→ **Extrait de page**:
Les documents lâchés dans la nature par Wikileaks, dans une immense fuite baptisée Vault 7, ont provoqué de nombreuses réactions. Google, Microsoft, Samsung et la Linux Foundation ont tous indiqué enquêter, tandis que la CIA elle-même, sans rien confirmer, a préféré réexpliquer certains points cruciaux de sa mission.
Plus de 8 000 documents (moins de 1 % du total) ont été publiés mardi soir par Wikileaks, montrant en partie les moyens mis en œuvre par la CIA pour accomplir sa mission d’espionnage.
Android, iOS, Linux, macOS, Windows, routeurs, Smart TV de Samsung (avec accès physique) et même certains véhicules étaient concernés, le plus souvent par des failles de sécurité – relançant ainsi le débat sur la divulgation respectueuse de leurs détails à l’industrie – mais également via des malwares prenant parfois l’apparence d’applications couramment utilisées comme VLC, Kaspersky, etc.
Wikileaks pointait également dans ces documents un groupe particulier, nommé Umbrage, dont la mission était de collecter des outils de renseignement appartenant à d'autres pays. L'intérêt était alors double : étoffer sa propre gamme d'outils, mais également brouiller les pistes en faisant croire que l'attaque provenait d'ailleurs.
Rapidement, quelques sociétés impliquées avaient réagi. Apple indiquait ainsi que la « plupart des failles » étaient corrigées, sans préciser de pourcentage ou d’informations supplémentaires sur celles qui restaient exposées aux quatre vents. Chez Telegram ou Signal, on expliquait que les applications de messagerie n’y étaient pour rien, puisque les soucis se trouvaient au sein-même des systèmes d’exploitation.

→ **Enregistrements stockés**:
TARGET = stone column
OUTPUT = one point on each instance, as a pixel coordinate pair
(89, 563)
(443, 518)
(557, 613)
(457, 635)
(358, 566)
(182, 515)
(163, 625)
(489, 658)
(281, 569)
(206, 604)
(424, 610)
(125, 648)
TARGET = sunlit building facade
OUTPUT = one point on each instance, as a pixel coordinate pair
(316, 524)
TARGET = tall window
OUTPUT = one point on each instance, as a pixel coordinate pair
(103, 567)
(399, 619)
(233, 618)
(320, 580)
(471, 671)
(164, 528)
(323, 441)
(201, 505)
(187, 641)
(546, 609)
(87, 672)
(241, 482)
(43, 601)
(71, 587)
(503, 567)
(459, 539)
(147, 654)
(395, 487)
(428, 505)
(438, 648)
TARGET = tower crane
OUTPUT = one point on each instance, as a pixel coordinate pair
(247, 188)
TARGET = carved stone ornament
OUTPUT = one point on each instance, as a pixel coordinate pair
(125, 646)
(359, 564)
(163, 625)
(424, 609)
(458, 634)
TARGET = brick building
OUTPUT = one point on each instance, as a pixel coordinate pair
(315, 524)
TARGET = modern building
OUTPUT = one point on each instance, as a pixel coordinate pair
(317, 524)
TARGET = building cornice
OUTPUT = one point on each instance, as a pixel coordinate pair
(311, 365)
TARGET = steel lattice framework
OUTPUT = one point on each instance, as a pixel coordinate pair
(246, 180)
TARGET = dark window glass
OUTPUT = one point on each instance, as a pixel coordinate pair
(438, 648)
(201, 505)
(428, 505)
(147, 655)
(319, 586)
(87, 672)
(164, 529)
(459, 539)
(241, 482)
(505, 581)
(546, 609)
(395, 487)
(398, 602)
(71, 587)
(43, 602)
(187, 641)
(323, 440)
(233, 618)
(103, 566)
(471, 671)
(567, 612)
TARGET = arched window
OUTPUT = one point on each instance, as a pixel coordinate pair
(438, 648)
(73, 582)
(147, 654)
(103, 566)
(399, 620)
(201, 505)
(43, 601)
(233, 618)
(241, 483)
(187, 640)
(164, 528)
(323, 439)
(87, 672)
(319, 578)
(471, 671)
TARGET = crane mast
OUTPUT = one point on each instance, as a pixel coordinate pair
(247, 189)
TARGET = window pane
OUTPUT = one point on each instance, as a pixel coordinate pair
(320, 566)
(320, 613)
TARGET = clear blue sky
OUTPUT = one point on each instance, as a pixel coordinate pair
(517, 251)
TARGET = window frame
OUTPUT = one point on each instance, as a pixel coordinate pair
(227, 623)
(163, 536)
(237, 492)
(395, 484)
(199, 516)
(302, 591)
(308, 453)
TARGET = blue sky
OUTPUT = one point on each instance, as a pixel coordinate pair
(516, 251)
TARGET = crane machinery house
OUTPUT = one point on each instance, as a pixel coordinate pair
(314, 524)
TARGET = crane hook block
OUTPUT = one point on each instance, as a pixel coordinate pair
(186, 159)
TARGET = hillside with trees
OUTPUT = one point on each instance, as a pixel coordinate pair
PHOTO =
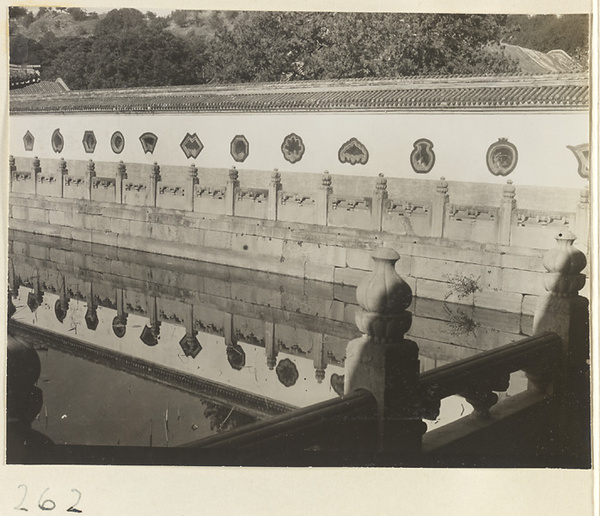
(128, 48)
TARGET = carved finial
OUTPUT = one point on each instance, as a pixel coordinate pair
(383, 297)
(442, 186)
(62, 166)
(564, 264)
(275, 177)
(156, 171)
(381, 184)
(320, 375)
(584, 195)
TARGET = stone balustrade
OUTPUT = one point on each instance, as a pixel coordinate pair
(431, 215)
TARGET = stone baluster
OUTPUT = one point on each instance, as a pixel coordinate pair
(151, 334)
(62, 172)
(191, 189)
(323, 199)
(274, 189)
(120, 177)
(582, 219)
(507, 205)
(438, 208)
(119, 324)
(12, 166)
(563, 311)
(382, 361)
(270, 345)
(189, 343)
(380, 196)
(154, 179)
(90, 173)
(36, 169)
(91, 314)
(232, 185)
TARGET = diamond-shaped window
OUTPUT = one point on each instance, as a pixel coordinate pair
(89, 141)
(191, 146)
(28, 141)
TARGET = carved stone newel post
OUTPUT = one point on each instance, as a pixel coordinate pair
(323, 199)
(507, 205)
(273, 199)
(563, 311)
(121, 175)
(154, 179)
(438, 208)
(232, 185)
(380, 196)
(192, 182)
(382, 361)
(12, 166)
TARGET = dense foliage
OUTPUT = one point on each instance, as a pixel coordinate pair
(127, 48)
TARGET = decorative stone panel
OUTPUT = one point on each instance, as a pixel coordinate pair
(191, 146)
(582, 153)
(353, 152)
(502, 157)
(117, 142)
(240, 148)
(58, 142)
(148, 141)
(28, 141)
(292, 148)
(89, 141)
(422, 158)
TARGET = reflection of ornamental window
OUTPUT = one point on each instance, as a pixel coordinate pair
(353, 152)
(28, 141)
(89, 141)
(58, 142)
(148, 141)
(191, 145)
(240, 148)
(422, 158)
(287, 372)
(582, 153)
(117, 142)
(502, 157)
(292, 148)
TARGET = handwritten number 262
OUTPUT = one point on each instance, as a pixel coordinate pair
(46, 504)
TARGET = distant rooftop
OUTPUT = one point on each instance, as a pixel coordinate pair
(556, 91)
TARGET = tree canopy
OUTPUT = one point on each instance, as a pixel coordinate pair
(127, 48)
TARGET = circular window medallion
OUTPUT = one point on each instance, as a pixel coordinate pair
(422, 158)
(502, 157)
(292, 148)
(117, 142)
(240, 148)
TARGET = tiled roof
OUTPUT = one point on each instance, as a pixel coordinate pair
(42, 88)
(549, 91)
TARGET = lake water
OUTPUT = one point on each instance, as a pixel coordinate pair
(142, 349)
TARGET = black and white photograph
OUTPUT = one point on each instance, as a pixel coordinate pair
(323, 238)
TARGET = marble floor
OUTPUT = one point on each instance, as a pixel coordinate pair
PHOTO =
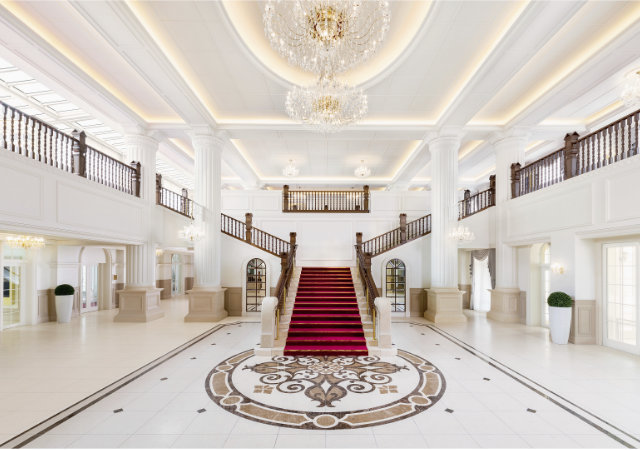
(482, 384)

→ **Consigne**: Veuillez mettre à jour le passage de l'article sur la fuite Vault 7 compris entre «Les documents lâchés» et «sa mission d’espionnage.» inclus, en y remplaçant «Wikileaks» par «WikiLeaks». Ces enregistrements n'ont aucun lien avec l'article.

→ **Réponse complète**:
Les documents lâchés dans la nature par WikiLeaks, dans une immense fuite baptisée Vault 7, ont provoqué de nombreuses réactions. Google, Microsoft, Samsung et la Linux Foundation ont tous indiqué enquêter, tandis que la CIA elle-même, sans rien confirmer, a préféré réexpliquer certains points cruciaux de sa mission.
Plus de 8 000 documents (moins de 1 % du total) ont été publiés mardi soir par WikiLeaks, montrant en partie les moyens mis en œuvre par la CIA pour accomplir sa mission d’espionnage.